**Assigned task:** Your task is to output the listing exactly, leaving every image out.

**Given information:**
..........

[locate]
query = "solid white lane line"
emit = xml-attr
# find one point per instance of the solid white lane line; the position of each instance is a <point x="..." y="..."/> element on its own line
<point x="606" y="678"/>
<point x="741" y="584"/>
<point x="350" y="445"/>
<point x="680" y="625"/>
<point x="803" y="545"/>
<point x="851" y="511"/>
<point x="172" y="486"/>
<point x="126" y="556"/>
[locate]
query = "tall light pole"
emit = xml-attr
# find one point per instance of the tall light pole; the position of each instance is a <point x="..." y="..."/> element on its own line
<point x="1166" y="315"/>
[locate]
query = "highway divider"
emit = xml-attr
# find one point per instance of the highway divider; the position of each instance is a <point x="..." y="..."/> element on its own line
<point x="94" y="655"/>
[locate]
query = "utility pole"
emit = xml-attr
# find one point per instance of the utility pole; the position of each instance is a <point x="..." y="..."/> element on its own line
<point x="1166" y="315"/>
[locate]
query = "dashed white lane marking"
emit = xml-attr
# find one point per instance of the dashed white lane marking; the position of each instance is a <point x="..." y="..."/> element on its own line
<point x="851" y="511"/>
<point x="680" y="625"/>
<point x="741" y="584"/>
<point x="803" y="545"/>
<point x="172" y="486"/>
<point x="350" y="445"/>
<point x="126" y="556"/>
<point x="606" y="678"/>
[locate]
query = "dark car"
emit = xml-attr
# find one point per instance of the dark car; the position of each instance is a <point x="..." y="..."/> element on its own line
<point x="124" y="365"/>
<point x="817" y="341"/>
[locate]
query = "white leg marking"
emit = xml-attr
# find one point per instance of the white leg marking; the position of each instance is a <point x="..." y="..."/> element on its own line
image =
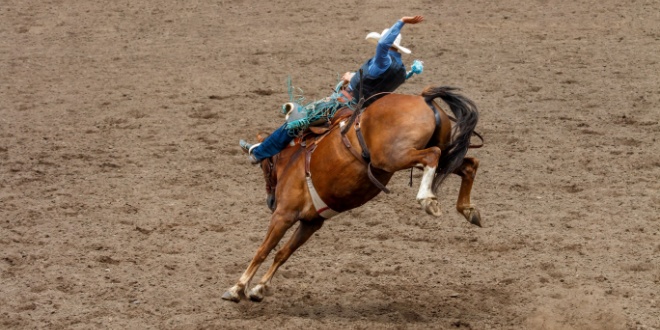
<point x="425" y="187"/>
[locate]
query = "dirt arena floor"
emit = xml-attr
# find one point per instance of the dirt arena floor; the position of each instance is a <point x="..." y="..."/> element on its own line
<point x="125" y="202"/>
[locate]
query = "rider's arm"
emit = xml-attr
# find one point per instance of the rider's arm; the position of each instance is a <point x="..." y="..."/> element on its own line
<point x="381" y="61"/>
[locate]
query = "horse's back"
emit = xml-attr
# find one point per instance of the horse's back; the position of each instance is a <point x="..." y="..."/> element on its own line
<point x="398" y="122"/>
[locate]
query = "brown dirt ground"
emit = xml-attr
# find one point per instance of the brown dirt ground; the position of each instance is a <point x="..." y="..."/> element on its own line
<point x="125" y="202"/>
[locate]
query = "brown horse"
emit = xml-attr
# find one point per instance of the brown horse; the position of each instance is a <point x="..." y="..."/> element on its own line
<point x="327" y="175"/>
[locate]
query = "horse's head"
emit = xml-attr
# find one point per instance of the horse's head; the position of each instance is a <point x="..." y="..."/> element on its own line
<point x="270" y="175"/>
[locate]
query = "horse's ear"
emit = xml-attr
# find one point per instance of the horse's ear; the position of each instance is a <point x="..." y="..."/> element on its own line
<point x="261" y="136"/>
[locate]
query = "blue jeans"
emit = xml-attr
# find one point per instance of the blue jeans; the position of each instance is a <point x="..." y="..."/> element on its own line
<point x="273" y="144"/>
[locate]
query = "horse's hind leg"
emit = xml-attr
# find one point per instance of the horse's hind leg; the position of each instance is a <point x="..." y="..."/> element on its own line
<point x="467" y="171"/>
<point x="279" y="224"/>
<point x="300" y="236"/>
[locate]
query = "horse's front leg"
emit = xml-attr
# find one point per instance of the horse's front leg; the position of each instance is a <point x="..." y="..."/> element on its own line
<point x="304" y="231"/>
<point x="279" y="224"/>
<point x="428" y="158"/>
<point x="467" y="171"/>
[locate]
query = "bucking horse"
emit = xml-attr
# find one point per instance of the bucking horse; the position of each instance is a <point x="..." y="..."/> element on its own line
<point x="352" y="161"/>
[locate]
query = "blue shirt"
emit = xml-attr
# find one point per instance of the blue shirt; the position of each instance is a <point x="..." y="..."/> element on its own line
<point x="378" y="64"/>
<point x="382" y="60"/>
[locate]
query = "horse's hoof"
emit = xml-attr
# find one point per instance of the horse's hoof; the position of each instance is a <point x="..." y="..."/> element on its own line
<point x="431" y="206"/>
<point x="257" y="293"/>
<point x="473" y="216"/>
<point x="232" y="294"/>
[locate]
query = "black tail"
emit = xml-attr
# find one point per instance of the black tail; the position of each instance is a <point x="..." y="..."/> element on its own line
<point x="467" y="117"/>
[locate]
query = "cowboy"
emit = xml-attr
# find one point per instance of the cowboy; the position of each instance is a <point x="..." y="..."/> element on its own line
<point x="382" y="73"/>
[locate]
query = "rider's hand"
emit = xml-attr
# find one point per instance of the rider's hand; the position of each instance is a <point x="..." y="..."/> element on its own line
<point x="412" y="19"/>
<point x="347" y="76"/>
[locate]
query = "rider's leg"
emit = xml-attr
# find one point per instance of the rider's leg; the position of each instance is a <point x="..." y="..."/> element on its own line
<point x="273" y="144"/>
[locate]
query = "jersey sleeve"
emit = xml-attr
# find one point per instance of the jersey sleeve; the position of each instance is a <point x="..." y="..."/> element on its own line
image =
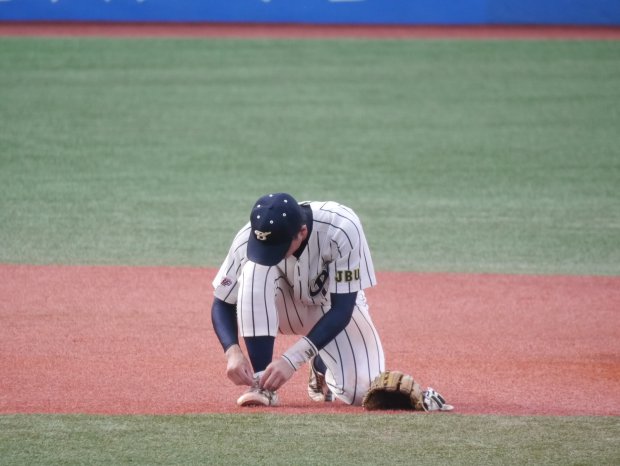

..........

**Solution to the problem:**
[locate]
query = "solid white lane line"
emit = xml-attr
# find one point per instance of the solid white lane line; the position of each instance is a <point x="..." y="..."/> element on its own line
<point x="606" y="678"/>
<point x="741" y="584"/>
<point x="350" y="445"/>
<point x="680" y="625"/>
<point x="803" y="545"/>
<point x="851" y="511"/>
<point x="172" y="486"/>
<point x="126" y="556"/>
[locate]
query = "tall light pole"
emit = xml-attr
# find one point per instance of the tall light pole; the position of each instance is a <point x="..." y="..."/> element on its own line
<point x="1166" y="315"/>
[locate]
query = "highway divider"
emit = xml-attr
# find one point per instance of the highway divider; the position of each instance is a <point x="..." y="..."/> element on its own line
<point x="94" y="655"/>
[locate]
query = "utility pole"
emit = xml-attr
# find one point per instance of the utility pole; the position of each instance is a <point x="..." y="..."/> element on its own line
<point x="1166" y="315"/>
[locate]
query = "dashed white lane marking"
emit = xml-attr
# find one point per instance of the dashed white lane marking; the position of each instance is a <point x="..." y="..."/> element on its own line
<point x="851" y="511"/>
<point x="680" y="625"/>
<point x="741" y="584"/>
<point x="803" y="545"/>
<point x="172" y="486"/>
<point x="350" y="445"/>
<point x="126" y="556"/>
<point x="606" y="678"/>
[locate]
query = "dark car"
emit = xml-attr
# find one point per instance of the dark car; the position of each instance is a <point x="..." y="..."/> element on its own line
<point x="124" y="365"/>
<point x="817" y="341"/>
[locate]
query = "white leg marking"
emit = xml-attr
# find one point per instance of the white leg marking; the position of each instance is a <point x="..." y="..."/> element on its own line
image =
<point x="425" y="187"/>
[locate]
query = "dirt arena floor"
emit = xml-attr
# find one point per instance of the dirt arena floor; the position of each instance is a <point x="..." y="..."/> element on its own line
<point x="125" y="202"/>
[locate]
query = "rider's arm"
emit = xml-attr
# find one point per instance of the rider's arm; the position of each instance is a <point x="..." y="..."/> element on its own line
<point x="381" y="61"/>
[locate]
query = "horse's back"
emit = xml-attr
# find one point per instance of the horse's back; the position of each instance is a <point x="..." y="..."/> element on its own line
<point x="398" y="122"/>
[locate]
query = "brown dirt ground"
emit = xml-attr
# find one point per instance of the brown dirt ground; the position of each instance is a <point x="..." y="..."/> element on its own line
<point x="125" y="202"/>
[locate]
query = "brown horse"
emit = xml-attr
# find one point per instance of the brown horse; the position of each instance is a <point x="..." y="..."/> element on its own line
<point x="327" y="175"/>
[locate]
query = "horse's head"
emit = xml-attr
# find one point per instance of the horse's head; the position of each instance is a <point x="..." y="..."/> element on its own line
<point x="270" y="175"/>
[locate]
query = "horse's ear"
emit = xml-attr
# find one point per instance of the horse's ear; the position of each instance is a <point x="..." y="..."/> element on its own line
<point x="261" y="136"/>
[locate]
query = "blue jeans"
emit = xml-attr
# find one point per instance of the blue jeans; the position of each instance is a <point x="..." y="..."/> element on its own line
<point x="273" y="144"/>
[locate]
query = "horse's hind leg"
emit = xml-attr
# find one point per instance of the horse's hind leg; the position of each instance is a <point x="..." y="..."/> element on its own line
<point x="467" y="171"/>
<point x="279" y="224"/>
<point x="300" y="236"/>
[locate]
query = "horse's front leg"
emit = xml-attr
# find one point per instance of the horse's front leg; the position of each instance is a <point x="..." y="..."/> element on its own line
<point x="304" y="231"/>
<point x="279" y="224"/>
<point x="428" y="158"/>
<point x="467" y="171"/>
[locate]
query = "bucking horse"
emit = xml-attr
# find one point per instance of the bucking horse; the position of each instance is a <point x="..." y="..."/> element on its own line
<point x="352" y="161"/>
[locate]
query = "blue shirt"
emit = xml-attr
# find one point per instance of the blue shirt; the position of each instance is a <point x="..." y="..."/> element on its own line
<point x="378" y="64"/>
<point x="382" y="60"/>
[locate]
query = "horse's hoof"
emit = xml-attr
# find one point per instance of the horse's hoof; the position of each instance is a <point x="..." y="..."/> element on its own line
<point x="431" y="206"/>
<point x="257" y="293"/>
<point x="473" y="216"/>
<point x="232" y="294"/>
[locate]
query = "black tail"
emit = xml-attr
# find one point per instance of the black tail; the position of each instance is a <point x="..." y="..."/> element on its own line
<point x="467" y="117"/>
[locate]
query = "cowboy"
emit = xml-attr
# find one point per instance of the cowboy; the position of each instance is a <point x="..." y="..."/> element on its own line
<point x="382" y="73"/>
[locate]
query = "rider's hand"
emit = xml-attr
# find one point per instance of the rider's hand; the position of each instance is a <point x="..." y="..."/> element on its own line
<point x="412" y="19"/>
<point x="347" y="76"/>
[locate]
query = "rider's leg"
emit = xml-attr
# find one point per instance of the rider's leg; the position of each instance is a <point x="..." y="..."/> element on its own line
<point x="273" y="144"/>
[locate]
query = "jersey sleeve"
emit = xml-attr
# find one point per instance of the jersey sleeve; the position of each instance is a <point x="..." y="..."/> element on its own line
image =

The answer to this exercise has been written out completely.